■ Page:
Overblog
Editer l'article Suivre ce blog Administration + Créer mon blog
29 octobre 2010 5 29 /10 /octobre /2010 20:56

L’enfant qui devint insurgé

Combattant de la Commune, journaliste, polémiste engagé aux côtés des plus faibles, Jules Vallès reste avant tout un écrivain qui mérite d’être redécouvert. L’occasion en est offerte par la parution en un volume de la trilogie de Jacques Vingtras («L’enfant», «Le bachelier», «L’insurgé»).


Jules Vallès, par Gustave Courbet, son ami et compagnon de lutte lors de la Commune

 

De la trilogie de Jacques Vingtras, nom du narrateur qui ressemble tant à l’auteur, on ne lit plus guère que L’enfant. Et encore: il se voit souvent considéré comme exemple de roman autobiographique ou social et classé dans la littérature pour la jeunesse, entre Sans famille et Poil de carotte. La réédition en un volume de L’enfant, Le bachelier et L’insurgé (aux Editions Omnibus) donne l’occasion de lever le malentendu. Jules Vallès (1832-1885) est un écrivain à redécouvrir, qui a mis sa plume incisive et étonnamment moderne au service de sa révolte.
«Ai-je été nourri par ma mère? Est-ce une paysanne qui m’a donné son lait? Je n’en sais rien. Quel que soit le sein que j’ai mordu, je ne me rappelle pas une caresse du temps où j’étais tout petit; je n’ai pas été dorloté, tapoté, baisoté; j’ai été beaucoup fouetté.» Dès le début de L’enfant, le ton est donné. Il sera cruel et réaliste, douloureusement ironique: «Ma mère dit qu’il ne faut pas gâter les enfants, et elle me fouette tous les matins; quand elle n’a pas le temps le matin, c’est pour midi, rarement plus tard que quatre heures.»

Pour la justice
Ce Jacques Vingtras maltraité, c’est en grande partie Vallès lui-même, né en 1832 au Puy (Haute-Loire). Dans cette triste enfance se trouvent sans doute les racines de ses luttes pour la justice, de son engagement aux côtés de leaders socialistes et, surtout, aux côtés du peuple.
Ses combats, Vallès les a menés dans son œuvre d’écrivain et de polémiste, dans son travail de journaliste (notamment dans les publications qu’il a fondées, en particulier, Le cri du peuple, dès février 1871) ou au sein de la Commune de Paris. Après la «semaine sanglante» de mai 1871, Vallès devra d’ailleurs se réfugier en Belgique, puis en Suisse et à Londres. Condamné à mort par contumace, en 1872, il rentre à Paris en 1880, après l’amnistie.

■ Données:

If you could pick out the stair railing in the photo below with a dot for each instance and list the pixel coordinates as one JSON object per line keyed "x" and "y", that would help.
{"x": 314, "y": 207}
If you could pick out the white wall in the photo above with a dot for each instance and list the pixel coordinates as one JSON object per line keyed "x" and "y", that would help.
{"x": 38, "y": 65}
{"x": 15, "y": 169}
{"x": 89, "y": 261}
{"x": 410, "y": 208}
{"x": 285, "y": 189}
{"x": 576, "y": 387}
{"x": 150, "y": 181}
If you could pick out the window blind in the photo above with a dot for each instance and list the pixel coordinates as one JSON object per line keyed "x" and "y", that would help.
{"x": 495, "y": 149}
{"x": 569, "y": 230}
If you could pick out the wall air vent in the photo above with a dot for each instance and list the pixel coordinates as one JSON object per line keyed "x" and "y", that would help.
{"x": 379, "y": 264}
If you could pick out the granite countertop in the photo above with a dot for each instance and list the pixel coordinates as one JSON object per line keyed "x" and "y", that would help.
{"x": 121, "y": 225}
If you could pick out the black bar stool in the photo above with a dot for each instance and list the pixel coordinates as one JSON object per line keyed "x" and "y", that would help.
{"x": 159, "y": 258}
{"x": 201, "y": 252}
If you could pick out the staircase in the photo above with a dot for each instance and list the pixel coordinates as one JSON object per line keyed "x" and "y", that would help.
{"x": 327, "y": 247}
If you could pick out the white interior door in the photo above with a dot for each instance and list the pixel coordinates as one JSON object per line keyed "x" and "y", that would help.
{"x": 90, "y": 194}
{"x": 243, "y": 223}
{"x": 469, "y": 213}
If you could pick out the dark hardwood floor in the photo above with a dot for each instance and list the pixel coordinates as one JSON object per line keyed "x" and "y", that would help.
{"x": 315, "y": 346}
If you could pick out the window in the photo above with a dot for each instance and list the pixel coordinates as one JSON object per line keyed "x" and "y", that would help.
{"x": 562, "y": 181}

■ Consigne 1: Traduisez en anglais, s'il vous plaît, la phrase suivante de l'article sur Jules Vallès : « Jules Vallès (1832-1885) est un écrivain à redécouvrir, qui a mis sa plume incisive et étonnamment moderne au service de sa révolte. »
■ Consigne 2: Donnez les titres des romans qui composent la trilogie de Jacques Vingtras d'après l'article sur Jules Vallès.
■ Consigne 3: D'après l'article sur Jules Vallès, quelle publication Vallès a-t-il fondée dès février 1871 ?

■ Réponse 1: Jules Vallès (1832-1885) is a writer worth rediscovering, who put his incisive and surprisingly modern pen in the service of his revolt.

■ Réponse 2: L'enfant, Le bachelier, L'insurgé

■ Réponse 3: Le cri du peuple